*** Opening SUPPLIED MATERIAL ***

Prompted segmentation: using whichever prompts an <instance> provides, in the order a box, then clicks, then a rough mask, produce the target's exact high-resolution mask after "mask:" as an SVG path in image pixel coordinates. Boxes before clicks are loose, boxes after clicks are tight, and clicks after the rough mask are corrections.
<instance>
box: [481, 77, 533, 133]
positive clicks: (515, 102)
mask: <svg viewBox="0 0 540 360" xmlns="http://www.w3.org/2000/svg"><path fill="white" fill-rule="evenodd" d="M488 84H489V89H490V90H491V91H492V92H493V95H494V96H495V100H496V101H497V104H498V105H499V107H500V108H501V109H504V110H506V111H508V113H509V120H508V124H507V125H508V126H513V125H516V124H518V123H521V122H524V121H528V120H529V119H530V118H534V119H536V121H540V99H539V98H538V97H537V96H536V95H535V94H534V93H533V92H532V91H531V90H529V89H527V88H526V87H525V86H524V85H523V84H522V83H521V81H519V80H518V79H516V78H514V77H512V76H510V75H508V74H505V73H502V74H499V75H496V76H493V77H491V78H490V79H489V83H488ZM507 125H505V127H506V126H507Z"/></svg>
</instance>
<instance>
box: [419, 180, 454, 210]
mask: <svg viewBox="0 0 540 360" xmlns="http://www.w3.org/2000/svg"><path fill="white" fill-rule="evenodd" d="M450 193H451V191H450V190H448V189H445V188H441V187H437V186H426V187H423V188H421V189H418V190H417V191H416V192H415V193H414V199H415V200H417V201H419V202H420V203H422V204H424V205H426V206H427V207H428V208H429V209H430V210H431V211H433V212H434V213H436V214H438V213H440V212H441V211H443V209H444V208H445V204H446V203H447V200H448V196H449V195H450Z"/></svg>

*** Closing SUPPLIED MATERIAL ***

[EXERCISE]
Keep every word the same and copy out all of the entries.

[EXERCISE OUTPUT]
Prompted segmentation: using whichever prompts an <instance> provides, in the order a box, then clicks, then a rough mask, produce the target's exact high-resolution mask after "mask:" as an SVG path in image pixel coordinates. Boxes before clicks are loose, boxes after clicks are tight, and clicks after the rough mask are corrections.
<instance>
box: [481, 77, 533, 133]
positive clicks: (515, 102)
mask: <svg viewBox="0 0 540 360" xmlns="http://www.w3.org/2000/svg"><path fill="white" fill-rule="evenodd" d="M488 84H489V89H490V90H491V91H492V92H493V95H494V96H495V100H496V101H497V104H498V105H499V107H500V108H501V109H504V110H506V111H508V113H509V120H508V124H507V125H508V126H513V125H516V124H518V123H521V122H524V121H528V120H529V119H530V118H534V119H536V121H540V99H539V98H538V97H537V96H536V95H535V94H534V93H533V92H532V91H531V90H529V89H527V88H526V87H525V86H524V85H523V84H522V83H521V81H519V80H518V79H516V78H514V77H512V76H510V75H508V74H505V73H502V74H499V75H496V76H493V77H491V78H490V79H489V83H488ZM507 125H505V127H506V126H507Z"/></svg>
</instance>
<instance>
box: [419, 180, 454, 210]
mask: <svg viewBox="0 0 540 360" xmlns="http://www.w3.org/2000/svg"><path fill="white" fill-rule="evenodd" d="M450 193H451V191H450V190H448V189H445V188H441V187H437V186H426V187H423V188H421V189H418V190H417V191H416V192H415V193H414V199H415V200H417V201H419V202H420V203H422V204H424V205H426V206H427V207H428V208H429V209H430V210H431V211H433V212H434V213H436V214H438V213H440V212H441V211H443V209H444V208H445V204H446V203H447V200H448V196H449V195H450Z"/></svg>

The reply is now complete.